What you should do >>
From the first record to the last, write out each one exactly.

Dataset content >>
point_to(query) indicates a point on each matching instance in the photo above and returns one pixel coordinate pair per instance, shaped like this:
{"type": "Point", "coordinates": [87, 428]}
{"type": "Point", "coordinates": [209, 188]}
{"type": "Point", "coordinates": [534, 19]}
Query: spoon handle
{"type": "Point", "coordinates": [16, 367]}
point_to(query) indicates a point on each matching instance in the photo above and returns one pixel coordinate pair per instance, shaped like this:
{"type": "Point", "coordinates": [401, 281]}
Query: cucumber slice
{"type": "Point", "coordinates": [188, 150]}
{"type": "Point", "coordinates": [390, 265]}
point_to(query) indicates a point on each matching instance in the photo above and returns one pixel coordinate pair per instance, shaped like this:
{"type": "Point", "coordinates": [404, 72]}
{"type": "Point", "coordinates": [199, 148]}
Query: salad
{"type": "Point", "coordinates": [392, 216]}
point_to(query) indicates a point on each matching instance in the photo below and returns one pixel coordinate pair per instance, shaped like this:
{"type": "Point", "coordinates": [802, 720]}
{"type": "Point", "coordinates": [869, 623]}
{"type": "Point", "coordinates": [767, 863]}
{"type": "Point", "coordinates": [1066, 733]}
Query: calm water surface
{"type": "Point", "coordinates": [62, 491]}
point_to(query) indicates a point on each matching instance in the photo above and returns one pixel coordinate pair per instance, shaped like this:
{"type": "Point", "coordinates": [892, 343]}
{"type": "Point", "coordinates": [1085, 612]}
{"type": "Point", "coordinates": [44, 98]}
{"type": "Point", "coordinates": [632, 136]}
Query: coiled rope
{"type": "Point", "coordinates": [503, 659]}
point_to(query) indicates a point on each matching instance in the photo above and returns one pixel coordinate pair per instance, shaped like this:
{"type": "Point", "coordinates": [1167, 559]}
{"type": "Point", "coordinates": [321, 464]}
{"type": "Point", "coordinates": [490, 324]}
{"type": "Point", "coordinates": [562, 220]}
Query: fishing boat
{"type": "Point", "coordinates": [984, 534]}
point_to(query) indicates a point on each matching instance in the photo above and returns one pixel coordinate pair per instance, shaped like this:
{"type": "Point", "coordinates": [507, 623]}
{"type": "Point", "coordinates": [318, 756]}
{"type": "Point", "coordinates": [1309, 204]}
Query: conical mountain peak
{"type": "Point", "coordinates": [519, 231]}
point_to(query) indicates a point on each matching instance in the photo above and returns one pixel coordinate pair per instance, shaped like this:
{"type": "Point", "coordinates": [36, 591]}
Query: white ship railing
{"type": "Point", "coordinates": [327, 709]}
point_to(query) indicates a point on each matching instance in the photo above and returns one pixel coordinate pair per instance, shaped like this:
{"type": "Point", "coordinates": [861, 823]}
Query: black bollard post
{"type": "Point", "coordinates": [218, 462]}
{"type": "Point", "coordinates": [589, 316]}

Answer space >>
point_to(query) indicates a point on each matching instance in the photo above and returns one pixel coordinate pair per instance, shaped like this:
{"type": "Point", "coordinates": [87, 428]}
{"type": "Point", "coordinates": [209, 188]}
{"type": "Point", "coordinates": [534, 19]}
Query: spoon handle
{"type": "Point", "coordinates": [16, 367]}
point_to(query) indicates a point on each matching instance in the photo above and returns one pixel coordinate pair per instance, shaped like this:
{"type": "Point", "coordinates": [401, 281]}
Query: cucumber slice
{"type": "Point", "coordinates": [188, 150]}
{"type": "Point", "coordinates": [390, 265]}
point_to(query) indicates a point on each matching instance in the photo above and returns one pixel coordinate pair per instance, shaped like this:
{"type": "Point", "coordinates": [404, 72]}
{"type": "Point", "coordinates": [199, 148]}
Query: salad
{"type": "Point", "coordinates": [392, 216]}
point_to(query) indicates a point on each matching instance in the photo below and returns one pixel coordinate pair per instance, shaped like this:
{"type": "Point", "coordinates": [802, 720]}
{"type": "Point", "coordinates": [869, 623]}
{"type": "Point", "coordinates": [767, 863]}
{"type": "Point", "coordinates": [1066, 733]}
Query: calm water surface
{"type": "Point", "coordinates": [62, 491]}
point_to(query) indicates a point on each matching instance in the photo above and returns one pixel coordinate pair per instance, shaped like this:
{"type": "Point", "coordinates": [892, 343]}
{"type": "Point", "coordinates": [1085, 612]}
{"type": "Point", "coordinates": [44, 98]}
{"type": "Point", "coordinates": [632, 136]}
Query: coiled rope
{"type": "Point", "coordinates": [503, 659]}
point_to(query) indicates a point on each matching instance in the photo above and returns one pixel coordinate pair per instance, shaped like this:
{"type": "Point", "coordinates": [1167, 559]}
{"type": "Point", "coordinates": [321, 464]}
{"type": "Point", "coordinates": [490, 324]}
{"type": "Point", "coordinates": [562, 220]}
Query: fishing boat
{"type": "Point", "coordinates": [984, 534]}
point_to(query) indicates a point on each matching instance in the photo above and returns one pixel coordinate pair per instance, shaped like this:
{"type": "Point", "coordinates": [507, 623]}
{"type": "Point", "coordinates": [318, 756]}
{"type": "Point", "coordinates": [1309, 204]}
Query: conical mountain peak
{"type": "Point", "coordinates": [519, 231]}
point_to(query) indicates a point on each matching instance in the photo above and returns one pixel coordinate pair per instance, shaped like this:
{"type": "Point", "coordinates": [36, 591]}
Query: white ship railing
{"type": "Point", "coordinates": [327, 709]}
point_to(query) indicates a point on each matching instance in the photo above and returns one pixel coordinate pair per instance, shaped like this:
{"type": "Point", "coordinates": [861, 823]}
Query: black bollard post
{"type": "Point", "coordinates": [218, 462]}
{"type": "Point", "coordinates": [589, 316]}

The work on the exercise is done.